GOAL: Continue the piece on the history of the African safari, picking up after its final sentence.

SOURCE TEXT:
+===+
The history of the African safari
The word safari derives from the Swahili word for 'journey', and in colonial times, the implication was that big game would be hunted, shot, and then arduously lugged overland by a small army of local tribespeople. US president Teddy Roosevelt popularised the concept in the United States, when he embarked on a safari of enormous proportions, ostensibly with the aim of filling the Smithsonian Institute with African specimens. 11,400 Animals fell to the party's rifles, of which 512 were 'big game' - elephants, lions, leopards, buffalo, hippos and rhino, including six white rhino - rare even at the time.
We'll talk more about hunting further down the page, but right now lets just state clearly that African Budget Safaris absolutely does not sell hunting trips, nor do we endorse hunting for sport. This, in our opinion, is a primitive pastime from a colonial era that the vast majority of Africa has already moved on from.
Evolution of the Safari
Today the negative hunting connotations of the word 'safari' are being rapidly replaced by more modern associations with socially and environmentally responsible travel. Safari travel in contemporary Africa typically implies that the journey will include game viewing and some time spent in wilderness areas (game reserves and national parks). A traditional African safari is usually focussed on seeing Africa's wildlife, but safaris are definitely not limited to game viewing.
The Modern Safari - Proudly Responsible
A safari still involves wildlife, but other than that the term has been re-purposed to mean something entirely new. Safaris are now for admiring wildlife and birds in the wild, along with a host of other adventures.
+===+
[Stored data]
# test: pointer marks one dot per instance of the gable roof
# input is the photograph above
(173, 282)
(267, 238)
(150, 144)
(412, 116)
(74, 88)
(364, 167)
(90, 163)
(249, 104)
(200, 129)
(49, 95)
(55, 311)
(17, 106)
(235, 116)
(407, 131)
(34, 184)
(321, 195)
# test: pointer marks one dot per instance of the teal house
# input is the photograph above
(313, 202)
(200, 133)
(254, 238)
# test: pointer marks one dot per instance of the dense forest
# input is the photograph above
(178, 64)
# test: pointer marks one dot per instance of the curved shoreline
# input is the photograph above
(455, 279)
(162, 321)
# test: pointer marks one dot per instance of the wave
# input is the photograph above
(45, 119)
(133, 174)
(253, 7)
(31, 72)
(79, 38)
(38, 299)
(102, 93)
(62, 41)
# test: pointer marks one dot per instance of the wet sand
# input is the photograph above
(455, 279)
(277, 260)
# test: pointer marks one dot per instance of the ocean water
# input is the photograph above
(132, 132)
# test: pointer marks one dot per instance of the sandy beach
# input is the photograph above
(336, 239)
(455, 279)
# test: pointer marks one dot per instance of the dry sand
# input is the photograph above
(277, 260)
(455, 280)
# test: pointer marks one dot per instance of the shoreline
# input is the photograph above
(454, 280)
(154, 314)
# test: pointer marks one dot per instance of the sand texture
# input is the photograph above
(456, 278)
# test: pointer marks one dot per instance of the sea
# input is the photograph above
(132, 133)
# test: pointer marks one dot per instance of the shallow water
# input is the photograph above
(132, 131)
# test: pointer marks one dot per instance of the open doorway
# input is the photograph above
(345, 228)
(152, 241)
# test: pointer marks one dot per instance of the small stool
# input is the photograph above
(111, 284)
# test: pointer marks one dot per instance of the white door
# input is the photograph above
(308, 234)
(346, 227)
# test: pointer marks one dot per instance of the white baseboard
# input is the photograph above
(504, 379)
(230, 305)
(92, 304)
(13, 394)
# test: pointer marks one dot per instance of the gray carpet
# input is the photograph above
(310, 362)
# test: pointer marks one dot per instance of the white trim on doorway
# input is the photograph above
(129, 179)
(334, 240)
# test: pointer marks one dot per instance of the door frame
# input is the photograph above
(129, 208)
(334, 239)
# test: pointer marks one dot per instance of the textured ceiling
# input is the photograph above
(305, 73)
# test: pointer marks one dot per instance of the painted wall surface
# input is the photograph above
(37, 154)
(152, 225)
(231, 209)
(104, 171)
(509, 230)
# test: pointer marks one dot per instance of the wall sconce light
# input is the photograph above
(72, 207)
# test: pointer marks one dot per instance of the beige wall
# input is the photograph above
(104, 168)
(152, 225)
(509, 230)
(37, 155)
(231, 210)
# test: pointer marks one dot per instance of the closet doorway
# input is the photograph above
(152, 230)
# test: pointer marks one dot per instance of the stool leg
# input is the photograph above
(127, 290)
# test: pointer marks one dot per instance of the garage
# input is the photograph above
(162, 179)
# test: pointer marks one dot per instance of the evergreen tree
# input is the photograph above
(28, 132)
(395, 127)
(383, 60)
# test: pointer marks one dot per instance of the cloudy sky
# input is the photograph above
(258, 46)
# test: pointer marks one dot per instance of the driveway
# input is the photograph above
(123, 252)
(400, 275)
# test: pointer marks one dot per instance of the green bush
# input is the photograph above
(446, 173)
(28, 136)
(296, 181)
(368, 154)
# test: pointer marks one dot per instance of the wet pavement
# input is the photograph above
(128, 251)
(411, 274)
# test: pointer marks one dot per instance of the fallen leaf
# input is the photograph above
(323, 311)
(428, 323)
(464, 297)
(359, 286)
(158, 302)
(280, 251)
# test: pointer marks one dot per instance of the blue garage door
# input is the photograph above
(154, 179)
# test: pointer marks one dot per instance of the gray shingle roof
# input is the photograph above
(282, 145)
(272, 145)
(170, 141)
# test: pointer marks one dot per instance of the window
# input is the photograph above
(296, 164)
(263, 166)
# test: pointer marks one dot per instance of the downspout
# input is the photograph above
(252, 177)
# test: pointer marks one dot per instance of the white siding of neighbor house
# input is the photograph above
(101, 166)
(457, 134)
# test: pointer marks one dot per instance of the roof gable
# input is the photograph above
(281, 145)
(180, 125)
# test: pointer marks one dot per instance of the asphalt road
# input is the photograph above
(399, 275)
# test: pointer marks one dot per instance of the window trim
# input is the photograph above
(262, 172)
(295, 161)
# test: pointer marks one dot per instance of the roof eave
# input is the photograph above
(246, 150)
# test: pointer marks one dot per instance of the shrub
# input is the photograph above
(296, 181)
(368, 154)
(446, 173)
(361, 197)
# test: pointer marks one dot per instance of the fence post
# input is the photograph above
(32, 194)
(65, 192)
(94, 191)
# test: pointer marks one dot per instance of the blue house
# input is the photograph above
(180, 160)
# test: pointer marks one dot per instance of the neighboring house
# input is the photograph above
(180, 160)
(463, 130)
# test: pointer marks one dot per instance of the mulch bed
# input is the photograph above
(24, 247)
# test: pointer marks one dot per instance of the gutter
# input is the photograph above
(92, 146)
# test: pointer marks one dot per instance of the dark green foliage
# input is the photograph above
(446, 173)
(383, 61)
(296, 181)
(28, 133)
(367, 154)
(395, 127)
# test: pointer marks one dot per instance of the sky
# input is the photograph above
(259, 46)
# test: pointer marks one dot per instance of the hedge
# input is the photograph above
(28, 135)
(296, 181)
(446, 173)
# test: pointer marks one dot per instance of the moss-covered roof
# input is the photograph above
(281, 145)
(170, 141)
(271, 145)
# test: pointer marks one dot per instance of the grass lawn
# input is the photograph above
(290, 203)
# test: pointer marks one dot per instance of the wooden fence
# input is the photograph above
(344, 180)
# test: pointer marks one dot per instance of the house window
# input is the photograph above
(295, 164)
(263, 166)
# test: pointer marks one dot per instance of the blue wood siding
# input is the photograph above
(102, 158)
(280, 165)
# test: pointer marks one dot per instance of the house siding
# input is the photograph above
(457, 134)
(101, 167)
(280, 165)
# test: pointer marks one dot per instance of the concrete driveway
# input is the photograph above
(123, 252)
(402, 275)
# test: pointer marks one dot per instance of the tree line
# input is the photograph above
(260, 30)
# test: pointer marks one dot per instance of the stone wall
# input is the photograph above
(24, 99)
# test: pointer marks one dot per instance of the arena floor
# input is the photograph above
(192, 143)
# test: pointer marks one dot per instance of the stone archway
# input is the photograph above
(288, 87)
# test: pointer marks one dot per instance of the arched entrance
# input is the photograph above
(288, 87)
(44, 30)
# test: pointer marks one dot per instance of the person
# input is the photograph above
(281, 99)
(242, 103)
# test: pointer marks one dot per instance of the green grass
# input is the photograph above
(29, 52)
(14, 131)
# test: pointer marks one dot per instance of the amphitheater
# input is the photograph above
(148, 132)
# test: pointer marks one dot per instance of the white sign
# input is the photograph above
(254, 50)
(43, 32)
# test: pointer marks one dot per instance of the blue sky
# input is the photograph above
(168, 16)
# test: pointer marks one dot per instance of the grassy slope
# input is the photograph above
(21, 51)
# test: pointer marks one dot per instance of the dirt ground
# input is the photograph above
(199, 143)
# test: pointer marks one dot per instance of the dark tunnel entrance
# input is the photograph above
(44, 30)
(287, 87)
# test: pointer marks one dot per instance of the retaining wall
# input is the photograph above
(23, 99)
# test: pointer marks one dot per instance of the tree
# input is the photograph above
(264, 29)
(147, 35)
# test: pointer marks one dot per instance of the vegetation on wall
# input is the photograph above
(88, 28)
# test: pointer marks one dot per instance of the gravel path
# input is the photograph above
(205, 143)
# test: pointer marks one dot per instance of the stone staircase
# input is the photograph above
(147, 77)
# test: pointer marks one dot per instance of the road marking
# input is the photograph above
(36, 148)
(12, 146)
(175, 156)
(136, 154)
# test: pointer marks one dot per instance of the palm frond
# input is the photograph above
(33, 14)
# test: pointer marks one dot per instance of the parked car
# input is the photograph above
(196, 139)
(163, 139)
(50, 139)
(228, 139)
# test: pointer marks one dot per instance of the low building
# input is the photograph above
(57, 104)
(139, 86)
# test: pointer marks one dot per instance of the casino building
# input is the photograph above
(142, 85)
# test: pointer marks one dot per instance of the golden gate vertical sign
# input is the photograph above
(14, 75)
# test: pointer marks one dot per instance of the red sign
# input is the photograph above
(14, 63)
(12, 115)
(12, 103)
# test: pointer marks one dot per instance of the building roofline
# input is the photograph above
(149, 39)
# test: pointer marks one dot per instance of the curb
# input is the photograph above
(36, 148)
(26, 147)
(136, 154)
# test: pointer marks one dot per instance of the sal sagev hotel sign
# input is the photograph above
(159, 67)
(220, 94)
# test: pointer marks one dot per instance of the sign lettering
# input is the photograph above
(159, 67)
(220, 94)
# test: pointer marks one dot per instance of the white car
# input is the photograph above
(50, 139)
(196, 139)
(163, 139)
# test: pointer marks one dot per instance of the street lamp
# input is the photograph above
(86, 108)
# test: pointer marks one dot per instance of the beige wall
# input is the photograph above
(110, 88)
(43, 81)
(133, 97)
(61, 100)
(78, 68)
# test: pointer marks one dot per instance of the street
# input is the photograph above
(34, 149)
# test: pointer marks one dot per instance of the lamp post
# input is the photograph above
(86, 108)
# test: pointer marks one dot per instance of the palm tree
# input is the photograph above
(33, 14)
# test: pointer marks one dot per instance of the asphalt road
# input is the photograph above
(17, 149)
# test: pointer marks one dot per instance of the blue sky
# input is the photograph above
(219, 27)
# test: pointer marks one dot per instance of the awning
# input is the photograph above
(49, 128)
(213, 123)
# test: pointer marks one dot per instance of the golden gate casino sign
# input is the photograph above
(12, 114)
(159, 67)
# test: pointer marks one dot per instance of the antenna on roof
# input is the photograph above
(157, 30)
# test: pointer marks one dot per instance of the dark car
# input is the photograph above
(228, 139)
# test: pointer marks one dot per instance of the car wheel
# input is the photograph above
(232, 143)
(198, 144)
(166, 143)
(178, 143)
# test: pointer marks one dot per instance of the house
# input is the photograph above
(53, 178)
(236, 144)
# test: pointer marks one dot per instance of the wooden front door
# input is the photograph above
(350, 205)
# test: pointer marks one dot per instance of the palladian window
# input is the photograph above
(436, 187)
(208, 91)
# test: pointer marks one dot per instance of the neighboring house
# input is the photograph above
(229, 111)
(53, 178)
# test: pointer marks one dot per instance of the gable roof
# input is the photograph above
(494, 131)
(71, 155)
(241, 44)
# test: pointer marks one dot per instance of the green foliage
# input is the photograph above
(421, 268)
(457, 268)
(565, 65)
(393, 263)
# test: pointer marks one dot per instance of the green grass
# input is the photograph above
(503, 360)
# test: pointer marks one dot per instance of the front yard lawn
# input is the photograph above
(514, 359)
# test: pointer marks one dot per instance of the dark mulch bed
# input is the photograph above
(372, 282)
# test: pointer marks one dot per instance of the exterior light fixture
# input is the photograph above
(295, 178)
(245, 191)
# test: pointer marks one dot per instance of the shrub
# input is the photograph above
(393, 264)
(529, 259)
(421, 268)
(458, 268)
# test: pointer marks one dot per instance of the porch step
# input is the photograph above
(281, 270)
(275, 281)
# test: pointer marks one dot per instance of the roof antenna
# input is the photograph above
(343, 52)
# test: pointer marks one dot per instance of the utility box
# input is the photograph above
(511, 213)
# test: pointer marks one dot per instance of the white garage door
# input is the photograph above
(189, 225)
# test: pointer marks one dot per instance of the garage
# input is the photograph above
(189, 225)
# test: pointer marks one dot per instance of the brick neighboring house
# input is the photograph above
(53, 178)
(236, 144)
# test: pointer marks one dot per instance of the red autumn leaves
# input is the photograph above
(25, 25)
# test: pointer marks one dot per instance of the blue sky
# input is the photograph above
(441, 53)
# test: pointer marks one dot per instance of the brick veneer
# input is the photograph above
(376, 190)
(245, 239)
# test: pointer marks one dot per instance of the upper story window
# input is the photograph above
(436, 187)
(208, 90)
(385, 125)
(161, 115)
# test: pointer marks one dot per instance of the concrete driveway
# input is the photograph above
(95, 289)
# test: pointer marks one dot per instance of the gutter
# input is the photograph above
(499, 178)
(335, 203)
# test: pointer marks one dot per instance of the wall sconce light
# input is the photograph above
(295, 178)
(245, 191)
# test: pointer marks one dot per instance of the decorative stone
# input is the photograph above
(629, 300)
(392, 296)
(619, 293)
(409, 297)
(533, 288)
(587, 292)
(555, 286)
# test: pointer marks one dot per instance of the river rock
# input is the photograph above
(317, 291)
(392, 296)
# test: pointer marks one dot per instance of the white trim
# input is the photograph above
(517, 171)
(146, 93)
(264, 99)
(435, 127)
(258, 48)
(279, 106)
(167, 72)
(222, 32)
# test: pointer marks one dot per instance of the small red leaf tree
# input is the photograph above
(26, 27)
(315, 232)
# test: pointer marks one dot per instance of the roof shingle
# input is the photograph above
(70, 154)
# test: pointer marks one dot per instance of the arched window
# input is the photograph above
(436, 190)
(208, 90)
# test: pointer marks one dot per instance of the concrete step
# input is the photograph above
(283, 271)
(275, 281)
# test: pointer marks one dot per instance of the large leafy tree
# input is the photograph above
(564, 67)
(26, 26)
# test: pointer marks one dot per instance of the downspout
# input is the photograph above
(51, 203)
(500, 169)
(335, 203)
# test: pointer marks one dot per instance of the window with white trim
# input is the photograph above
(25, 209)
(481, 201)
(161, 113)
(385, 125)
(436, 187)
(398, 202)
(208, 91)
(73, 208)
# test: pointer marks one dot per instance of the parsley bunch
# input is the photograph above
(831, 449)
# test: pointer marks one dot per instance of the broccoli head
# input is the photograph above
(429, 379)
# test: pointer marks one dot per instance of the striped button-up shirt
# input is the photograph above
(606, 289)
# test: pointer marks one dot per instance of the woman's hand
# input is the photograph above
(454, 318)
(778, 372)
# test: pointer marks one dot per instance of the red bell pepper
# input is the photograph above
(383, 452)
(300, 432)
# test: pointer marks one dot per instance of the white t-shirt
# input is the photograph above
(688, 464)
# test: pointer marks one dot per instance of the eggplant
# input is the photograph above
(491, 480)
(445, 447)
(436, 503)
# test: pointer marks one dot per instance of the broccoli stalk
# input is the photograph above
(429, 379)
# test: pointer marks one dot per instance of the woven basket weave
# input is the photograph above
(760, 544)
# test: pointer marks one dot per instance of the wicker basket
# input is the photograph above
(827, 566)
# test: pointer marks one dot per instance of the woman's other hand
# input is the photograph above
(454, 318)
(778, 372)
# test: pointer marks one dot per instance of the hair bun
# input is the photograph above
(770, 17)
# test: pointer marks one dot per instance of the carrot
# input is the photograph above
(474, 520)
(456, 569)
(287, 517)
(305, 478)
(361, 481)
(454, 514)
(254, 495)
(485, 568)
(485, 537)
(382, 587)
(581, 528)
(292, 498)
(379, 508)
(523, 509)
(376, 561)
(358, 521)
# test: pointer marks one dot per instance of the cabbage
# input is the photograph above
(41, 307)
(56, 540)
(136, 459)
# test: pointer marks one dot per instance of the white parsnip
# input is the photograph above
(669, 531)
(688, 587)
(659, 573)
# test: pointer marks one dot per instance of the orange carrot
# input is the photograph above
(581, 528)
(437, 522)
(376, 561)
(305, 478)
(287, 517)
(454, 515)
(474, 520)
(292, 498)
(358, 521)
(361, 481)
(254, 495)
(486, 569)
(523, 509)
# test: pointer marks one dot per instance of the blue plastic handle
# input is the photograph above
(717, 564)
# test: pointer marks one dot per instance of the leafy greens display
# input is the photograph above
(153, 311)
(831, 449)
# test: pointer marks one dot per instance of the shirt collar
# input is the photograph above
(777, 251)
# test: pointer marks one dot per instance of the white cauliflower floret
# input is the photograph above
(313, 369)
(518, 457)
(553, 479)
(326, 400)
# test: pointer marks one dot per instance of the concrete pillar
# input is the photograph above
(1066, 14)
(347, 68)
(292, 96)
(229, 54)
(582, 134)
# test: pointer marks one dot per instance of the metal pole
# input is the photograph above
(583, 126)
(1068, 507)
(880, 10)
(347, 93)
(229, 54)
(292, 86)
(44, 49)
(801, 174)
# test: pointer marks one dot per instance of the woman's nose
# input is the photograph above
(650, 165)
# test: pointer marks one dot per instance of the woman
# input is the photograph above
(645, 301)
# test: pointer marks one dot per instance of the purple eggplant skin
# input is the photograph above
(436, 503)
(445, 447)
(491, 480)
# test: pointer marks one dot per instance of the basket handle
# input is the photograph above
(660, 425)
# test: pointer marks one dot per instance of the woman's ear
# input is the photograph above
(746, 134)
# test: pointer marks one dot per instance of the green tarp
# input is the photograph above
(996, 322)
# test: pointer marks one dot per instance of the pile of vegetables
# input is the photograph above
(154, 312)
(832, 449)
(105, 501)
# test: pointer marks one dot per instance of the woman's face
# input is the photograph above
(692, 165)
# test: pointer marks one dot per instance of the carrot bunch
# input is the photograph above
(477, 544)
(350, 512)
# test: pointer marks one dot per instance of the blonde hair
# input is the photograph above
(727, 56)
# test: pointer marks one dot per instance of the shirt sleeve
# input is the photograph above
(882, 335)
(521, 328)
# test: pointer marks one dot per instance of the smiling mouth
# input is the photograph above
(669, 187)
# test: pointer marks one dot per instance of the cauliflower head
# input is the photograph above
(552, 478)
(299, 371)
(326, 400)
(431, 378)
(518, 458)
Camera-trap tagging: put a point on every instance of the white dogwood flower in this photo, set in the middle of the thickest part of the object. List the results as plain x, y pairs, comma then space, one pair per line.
+===+
TASK ANSWER:
Safaris have largely developed into holiday trips that actually benefit the wildlife of Africa, by supporting local conservation efforts and wildlife sanctuaries. As opposed to hunting the animals, visitors get to encounter them and help make a difference in protecting the species. Safari companies either actively contribute towards conservation projects or help generate tourism revenue which is used to manage wildlife projects and game reserves.
Eco-tourism is a burgeoning industry seeing a broad shift towards low impact development and environmentally friendly safari travel. Safaris often stay at eco-lodges, where the ecological footprint is kept at to a minimum.
The modern safari is also a socially responsible journey designed to interact ethically with local communities and have a positive impact on local economies. The cultural interactions offered by reputable safari operators do not exploit local people. The local communities benefit from sustainable tourism through employment and financial gains from selling goods and services (dance performances, guided trips and resource management etc). Some safari companies directly support social upliftment projects whilst others make use of lodges, reserves and other establishments that assist local communities.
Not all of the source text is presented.